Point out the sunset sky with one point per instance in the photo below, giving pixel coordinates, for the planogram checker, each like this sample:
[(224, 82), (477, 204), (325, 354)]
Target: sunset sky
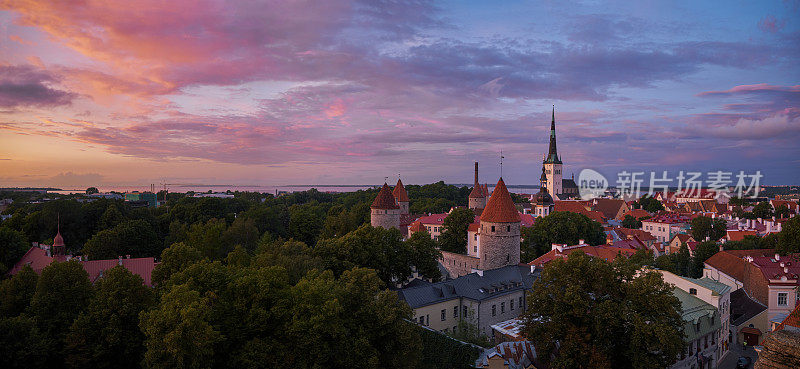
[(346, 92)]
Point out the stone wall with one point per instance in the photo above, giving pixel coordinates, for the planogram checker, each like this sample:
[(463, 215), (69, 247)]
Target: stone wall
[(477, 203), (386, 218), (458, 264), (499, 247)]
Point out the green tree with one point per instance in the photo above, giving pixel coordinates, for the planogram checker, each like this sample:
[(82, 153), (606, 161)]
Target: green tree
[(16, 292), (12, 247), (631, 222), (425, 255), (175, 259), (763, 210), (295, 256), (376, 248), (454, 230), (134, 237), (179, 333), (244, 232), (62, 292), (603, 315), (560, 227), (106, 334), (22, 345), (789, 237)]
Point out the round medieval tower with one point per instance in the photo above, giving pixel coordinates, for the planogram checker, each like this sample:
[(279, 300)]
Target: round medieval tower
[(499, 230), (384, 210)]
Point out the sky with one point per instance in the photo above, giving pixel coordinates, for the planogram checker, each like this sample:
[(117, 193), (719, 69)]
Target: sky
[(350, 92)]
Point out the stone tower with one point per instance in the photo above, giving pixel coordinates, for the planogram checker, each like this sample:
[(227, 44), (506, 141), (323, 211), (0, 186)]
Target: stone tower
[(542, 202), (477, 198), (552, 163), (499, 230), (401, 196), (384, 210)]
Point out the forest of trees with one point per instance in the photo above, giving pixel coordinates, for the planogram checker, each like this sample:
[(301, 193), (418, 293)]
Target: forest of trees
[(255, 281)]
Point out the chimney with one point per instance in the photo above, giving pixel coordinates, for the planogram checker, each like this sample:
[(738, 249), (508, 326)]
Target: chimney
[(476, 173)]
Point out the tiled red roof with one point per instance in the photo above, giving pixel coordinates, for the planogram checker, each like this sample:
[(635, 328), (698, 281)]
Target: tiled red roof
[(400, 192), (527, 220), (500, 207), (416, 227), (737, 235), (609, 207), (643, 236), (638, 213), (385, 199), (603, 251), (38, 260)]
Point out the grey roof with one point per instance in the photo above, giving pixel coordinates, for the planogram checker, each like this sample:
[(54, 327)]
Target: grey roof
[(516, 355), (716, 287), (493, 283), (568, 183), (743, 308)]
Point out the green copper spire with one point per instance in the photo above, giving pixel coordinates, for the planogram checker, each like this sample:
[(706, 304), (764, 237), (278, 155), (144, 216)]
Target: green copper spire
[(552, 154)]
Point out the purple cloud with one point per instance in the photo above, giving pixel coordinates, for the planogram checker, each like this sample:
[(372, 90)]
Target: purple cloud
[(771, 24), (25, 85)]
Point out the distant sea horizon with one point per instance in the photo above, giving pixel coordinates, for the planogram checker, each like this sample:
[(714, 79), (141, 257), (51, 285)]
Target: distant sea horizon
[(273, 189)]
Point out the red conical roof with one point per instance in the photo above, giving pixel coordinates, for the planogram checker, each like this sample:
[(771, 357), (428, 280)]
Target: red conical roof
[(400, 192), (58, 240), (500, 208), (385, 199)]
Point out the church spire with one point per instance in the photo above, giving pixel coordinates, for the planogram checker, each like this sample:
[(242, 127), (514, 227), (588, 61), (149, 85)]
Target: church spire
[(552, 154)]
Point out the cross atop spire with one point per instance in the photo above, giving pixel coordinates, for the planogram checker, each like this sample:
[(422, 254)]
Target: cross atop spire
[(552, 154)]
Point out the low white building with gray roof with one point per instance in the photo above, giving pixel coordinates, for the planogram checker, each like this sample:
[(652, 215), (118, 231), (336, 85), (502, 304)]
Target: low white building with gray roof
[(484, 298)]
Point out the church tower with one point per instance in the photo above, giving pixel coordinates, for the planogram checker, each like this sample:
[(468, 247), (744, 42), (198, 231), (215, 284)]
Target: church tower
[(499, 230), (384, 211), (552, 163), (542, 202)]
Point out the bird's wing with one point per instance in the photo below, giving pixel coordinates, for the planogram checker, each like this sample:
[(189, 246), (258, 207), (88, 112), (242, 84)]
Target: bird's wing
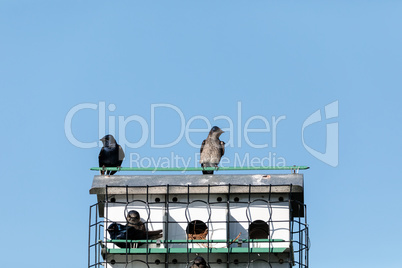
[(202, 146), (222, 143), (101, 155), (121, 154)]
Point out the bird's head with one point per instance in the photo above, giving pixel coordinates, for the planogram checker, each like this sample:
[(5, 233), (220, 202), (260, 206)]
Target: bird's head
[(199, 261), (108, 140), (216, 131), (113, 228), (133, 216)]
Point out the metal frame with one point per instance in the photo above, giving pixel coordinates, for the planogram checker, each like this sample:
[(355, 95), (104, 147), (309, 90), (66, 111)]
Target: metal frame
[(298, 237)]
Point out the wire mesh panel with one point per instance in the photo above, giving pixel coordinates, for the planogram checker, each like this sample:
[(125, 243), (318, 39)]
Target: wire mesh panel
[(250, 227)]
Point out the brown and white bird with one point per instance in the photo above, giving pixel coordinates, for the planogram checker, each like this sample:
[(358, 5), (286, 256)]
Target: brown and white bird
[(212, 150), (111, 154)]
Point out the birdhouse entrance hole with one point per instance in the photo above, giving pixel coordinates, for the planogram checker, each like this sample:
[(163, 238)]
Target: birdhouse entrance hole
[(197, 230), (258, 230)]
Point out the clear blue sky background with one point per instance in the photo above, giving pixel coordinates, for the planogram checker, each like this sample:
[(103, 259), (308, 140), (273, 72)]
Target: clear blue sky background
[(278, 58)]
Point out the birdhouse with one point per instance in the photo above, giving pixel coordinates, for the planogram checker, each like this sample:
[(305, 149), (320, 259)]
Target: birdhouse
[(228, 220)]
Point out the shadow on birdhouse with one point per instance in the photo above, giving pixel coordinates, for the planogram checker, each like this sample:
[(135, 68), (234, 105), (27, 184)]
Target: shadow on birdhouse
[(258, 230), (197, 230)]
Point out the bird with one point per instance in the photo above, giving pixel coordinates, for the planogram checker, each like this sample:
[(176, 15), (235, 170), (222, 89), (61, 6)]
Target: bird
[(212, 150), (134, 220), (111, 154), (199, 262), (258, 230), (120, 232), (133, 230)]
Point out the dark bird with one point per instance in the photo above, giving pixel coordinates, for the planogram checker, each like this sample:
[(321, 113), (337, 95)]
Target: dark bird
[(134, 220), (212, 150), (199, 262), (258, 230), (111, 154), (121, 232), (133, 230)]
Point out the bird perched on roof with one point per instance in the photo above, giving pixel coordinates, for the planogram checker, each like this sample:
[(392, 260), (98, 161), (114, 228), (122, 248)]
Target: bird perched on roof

(Task requirements)
Output only the lines running from the top of the data above to the line with "Point out the stone wall", inclusive, word for word and without pictures.

(Response box)
Point out the sunset sky with one point per instance in the photo below, giving pixel coordinates, for the planogram checker, each like this sample:
[(224, 82), (477, 204), (325, 354)]
Target: sunset sky
[(346, 92)]
Point out the stone wall with one point per instance in the photo above, giving pixel coordinates, for the planogram checker, each like this sample:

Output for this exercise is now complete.